_Required task_: Copy every one of the items below word for word, keeping each line in its original order and form.

_The data_:
################

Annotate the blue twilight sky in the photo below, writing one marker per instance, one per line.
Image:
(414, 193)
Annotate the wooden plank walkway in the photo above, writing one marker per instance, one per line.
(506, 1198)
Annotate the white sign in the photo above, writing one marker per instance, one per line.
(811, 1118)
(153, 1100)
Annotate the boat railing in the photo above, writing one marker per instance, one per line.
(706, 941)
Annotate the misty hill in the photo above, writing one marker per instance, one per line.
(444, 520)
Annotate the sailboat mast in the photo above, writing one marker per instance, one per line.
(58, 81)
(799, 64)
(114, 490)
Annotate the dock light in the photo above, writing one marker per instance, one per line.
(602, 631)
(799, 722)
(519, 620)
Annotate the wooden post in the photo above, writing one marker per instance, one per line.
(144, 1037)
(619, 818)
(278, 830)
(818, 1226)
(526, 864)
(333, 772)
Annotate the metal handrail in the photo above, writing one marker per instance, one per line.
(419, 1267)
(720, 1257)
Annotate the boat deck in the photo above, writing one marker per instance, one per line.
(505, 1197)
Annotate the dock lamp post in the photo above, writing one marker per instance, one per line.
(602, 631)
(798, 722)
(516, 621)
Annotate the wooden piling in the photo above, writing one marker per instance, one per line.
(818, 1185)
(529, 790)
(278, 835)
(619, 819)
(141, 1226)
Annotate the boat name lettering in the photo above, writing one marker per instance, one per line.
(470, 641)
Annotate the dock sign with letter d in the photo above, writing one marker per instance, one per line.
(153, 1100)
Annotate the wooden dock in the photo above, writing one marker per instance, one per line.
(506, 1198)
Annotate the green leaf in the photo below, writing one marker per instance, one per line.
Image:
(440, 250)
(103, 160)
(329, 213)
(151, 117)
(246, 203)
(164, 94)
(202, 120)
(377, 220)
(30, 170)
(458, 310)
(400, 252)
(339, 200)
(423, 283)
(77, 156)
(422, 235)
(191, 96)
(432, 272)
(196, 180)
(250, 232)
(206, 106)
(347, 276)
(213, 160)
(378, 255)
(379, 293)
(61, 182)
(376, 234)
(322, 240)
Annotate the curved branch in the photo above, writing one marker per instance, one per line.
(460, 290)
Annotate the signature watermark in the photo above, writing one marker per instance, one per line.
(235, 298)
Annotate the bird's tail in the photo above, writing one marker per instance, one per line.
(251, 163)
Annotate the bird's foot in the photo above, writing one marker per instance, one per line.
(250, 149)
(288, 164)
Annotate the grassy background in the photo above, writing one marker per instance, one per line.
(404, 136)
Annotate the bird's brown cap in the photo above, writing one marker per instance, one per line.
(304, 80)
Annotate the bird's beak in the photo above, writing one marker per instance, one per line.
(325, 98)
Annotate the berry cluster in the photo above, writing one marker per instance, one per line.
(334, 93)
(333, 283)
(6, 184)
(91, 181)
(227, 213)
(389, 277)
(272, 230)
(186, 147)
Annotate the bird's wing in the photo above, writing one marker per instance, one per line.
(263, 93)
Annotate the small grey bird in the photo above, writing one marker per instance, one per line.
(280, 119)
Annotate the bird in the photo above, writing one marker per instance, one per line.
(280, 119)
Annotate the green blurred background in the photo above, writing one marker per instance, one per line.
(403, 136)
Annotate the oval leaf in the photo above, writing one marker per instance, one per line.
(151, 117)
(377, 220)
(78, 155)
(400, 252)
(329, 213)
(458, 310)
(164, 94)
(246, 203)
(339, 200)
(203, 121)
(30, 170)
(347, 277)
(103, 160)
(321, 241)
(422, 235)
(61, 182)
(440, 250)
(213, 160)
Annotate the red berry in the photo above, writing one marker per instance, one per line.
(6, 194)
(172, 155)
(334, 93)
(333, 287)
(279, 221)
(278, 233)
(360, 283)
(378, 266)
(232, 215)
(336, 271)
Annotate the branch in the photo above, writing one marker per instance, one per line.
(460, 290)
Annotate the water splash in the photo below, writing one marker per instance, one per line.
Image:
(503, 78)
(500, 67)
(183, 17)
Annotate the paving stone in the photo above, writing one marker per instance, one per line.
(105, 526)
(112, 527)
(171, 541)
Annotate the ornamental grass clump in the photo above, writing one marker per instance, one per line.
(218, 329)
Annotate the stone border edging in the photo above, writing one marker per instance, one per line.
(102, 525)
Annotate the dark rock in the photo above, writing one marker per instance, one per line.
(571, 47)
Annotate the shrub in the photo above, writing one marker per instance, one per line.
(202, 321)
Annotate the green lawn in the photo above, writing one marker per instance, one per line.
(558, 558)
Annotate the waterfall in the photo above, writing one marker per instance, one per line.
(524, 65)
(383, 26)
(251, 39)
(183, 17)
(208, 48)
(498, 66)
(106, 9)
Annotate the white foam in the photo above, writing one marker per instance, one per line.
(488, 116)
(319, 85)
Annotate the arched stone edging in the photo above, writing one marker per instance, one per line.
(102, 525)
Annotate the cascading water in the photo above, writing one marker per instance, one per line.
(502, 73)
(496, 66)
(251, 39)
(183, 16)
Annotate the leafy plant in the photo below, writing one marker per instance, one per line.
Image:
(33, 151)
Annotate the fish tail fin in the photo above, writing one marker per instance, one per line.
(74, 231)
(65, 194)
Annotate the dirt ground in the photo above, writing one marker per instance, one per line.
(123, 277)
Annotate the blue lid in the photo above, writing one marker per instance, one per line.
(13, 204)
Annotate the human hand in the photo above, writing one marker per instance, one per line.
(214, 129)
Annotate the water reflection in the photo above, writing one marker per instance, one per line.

################

_Completed exercise_:
Annotate the blue twilight sky in the photo below, writing one marker per instance, one per line.
Image:
(414, 193)
Annotate the wooden plank walkway in the photo above, writing one marker per instance, one per line.
(506, 1198)
Annotate the white sign in the photo above, writing one marker per instance, one per line.
(811, 1118)
(153, 1100)
Annotate the boat railing in the photo above, writing one marker per instance, one per line.
(706, 941)
Annotate the misty hill in the photo above, writing one marker per instance, one per line.
(444, 520)
Annotate the sailboat mast in the photo above, writing one marker per instance, one per line.
(58, 81)
(799, 64)
(114, 490)
Annotate the dock light in the photo above, writing one marker per instance, one per line.
(602, 631)
(799, 722)
(519, 620)
Annotate the wooden post in the photo above, writing one marker per instance, one per line.
(144, 1037)
(619, 818)
(278, 830)
(818, 1226)
(526, 864)
(333, 772)
Annotate the metal handrail in the photo above, writing one marker per instance, one per line.
(419, 1267)
(720, 1257)
Annotate the boat deck in the photo above, writing one marker per instance, one per line.
(505, 1197)
Annotate the dock lamp post in the photo above, writing one marker per instance, one per line.
(602, 631)
(798, 722)
(516, 621)
Annotate the wooden piling in the photo above, writing one marker per instance, one per line.
(818, 1185)
(529, 790)
(278, 835)
(619, 819)
(141, 1226)
Annotate the boat name lettering in the photo above, writing one marker per instance, one per line.
(470, 641)
Annotate the dock sign with letter d in the photo above, writing one marker per instance, one per line.
(153, 1100)
Annotate the wooden dock in the photo above, writing one marker per instance, one per line.
(506, 1198)
Annotate the green leaf in the photo below, writing one marker per instance, one per line.
Image:
(440, 250)
(103, 160)
(329, 213)
(151, 117)
(246, 203)
(164, 94)
(202, 120)
(377, 220)
(30, 170)
(458, 310)
(400, 252)
(339, 200)
(423, 283)
(77, 156)
(422, 235)
(191, 96)
(432, 272)
(196, 180)
(250, 232)
(206, 106)
(347, 276)
(213, 160)
(378, 255)
(379, 293)
(61, 182)
(376, 234)
(322, 240)
Annotate the curved branch in the photo above, writing one marker per instance, one per line.
(460, 290)
Annotate the signature watermark in the photo above, writing one marker per instance, one per line.
(235, 298)
Annotate the bird's tail in the photo above, writing one marker per instance, one per line.
(251, 163)
Annotate the bird's foot in the photo above, writing one marker per instance, one per line.
(250, 149)
(288, 164)
Annotate the grassy background in the photo above, writing one marker per instance, one per line.
(404, 136)
Annotate the bird's brown cap in the photo above, writing one marker per instance, one per line.
(304, 80)
Annotate the bird's beak in the photo above, writing one marker per instance, one per line.
(325, 98)
Annotate the berry cluster in the photo above, writing one marker per instance, one per line.
(334, 93)
(333, 283)
(6, 184)
(91, 181)
(227, 213)
(389, 277)
(272, 230)
(186, 147)
Annotate the bird's wing in the photo above, writing one marker per instance, one per line.
(263, 93)
Annotate the small grey bird in the photo above, writing one marker per instance, one per line.
(280, 119)
Annotate the bird in the photo above, writing one marker per instance, one per line.
(280, 119)
Annotate the green blurred background in the photo above, writing one marker per instance, one per line.
(403, 136)
Annotate the oval leaf in the photo above, writing one marker per instance, one per line.
(151, 117)
(377, 220)
(78, 155)
(400, 252)
(329, 213)
(458, 310)
(164, 94)
(246, 203)
(339, 200)
(203, 121)
(30, 170)
(347, 277)
(103, 160)
(321, 241)
(422, 235)
(61, 182)
(440, 250)
(213, 160)
Annotate the red berry in the photo above, writing one marker per instance, one per line.
(6, 194)
(172, 155)
(334, 93)
(333, 287)
(279, 221)
(278, 233)
(360, 283)
(378, 266)
(232, 215)
(336, 271)
Annotate the branch in the photo above, writing one marker per instance, one per line.
(460, 290)
Annotate the water splash in the photo below, writing one marker per instance, one per line.
Image:
(503, 78)
(500, 67)
(183, 17)
Annotate the paving stone in the photo above, writing one marker per instance, one per line.
(105, 526)
(112, 527)
(171, 541)
Annotate the ornamental grass clump in the photo above, writing one marker per instance, one per line.
(218, 329)
Annotate the stone border edging in the photo above, writing one marker per instance, one per line.
(102, 525)
Annotate the dark rock in the photo above, writing one marker per instance, one per line.
(571, 47)
Annotate the shrub in the photo above, writing one marker per instance, one per line.
(202, 321)
Annotate the green lawn in the photo above, writing one marker per instance, one per line.
(558, 558)
Annotate the waterfall in the photo above, writing one marker per instance, one per line.
(524, 65)
(383, 26)
(251, 39)
(183, 17)
(208, 48)
(498, 66)
(106, 9)
Annotate the white foam in the photo above, writing one marker per instance, one per line.
(488, 116)
(319, 85)
Annotate the arched stone edging in the photo above, writing one marker per instance, one per line.
(102, 525)
Annotate the cascading water in the photo above, writing one marker per instance, one per line.
(502, 73)
(496, 66)
(251, 39)
(183, 16)
Annotate the leafy plant in the photo below, writing one marker per instance, one per line.
Image:
(33, 151)
Annotate the fish tail fin in the photo above, writing one marker per instance, one per line.
(74, 231)
(65, 194)
Annotate the dirt ground in the photo above, writing one marker per instance, one per line.
(123, 277)
Annotate the blue lid in the photo above, writing one marker per instance, one per line.
(13, 204)
Annotate the human hand in the photo above, writing one marker per instance, one per line.
(214, 129)
Annotate the water reflection in the photo above, writing one marker per instance, one per line.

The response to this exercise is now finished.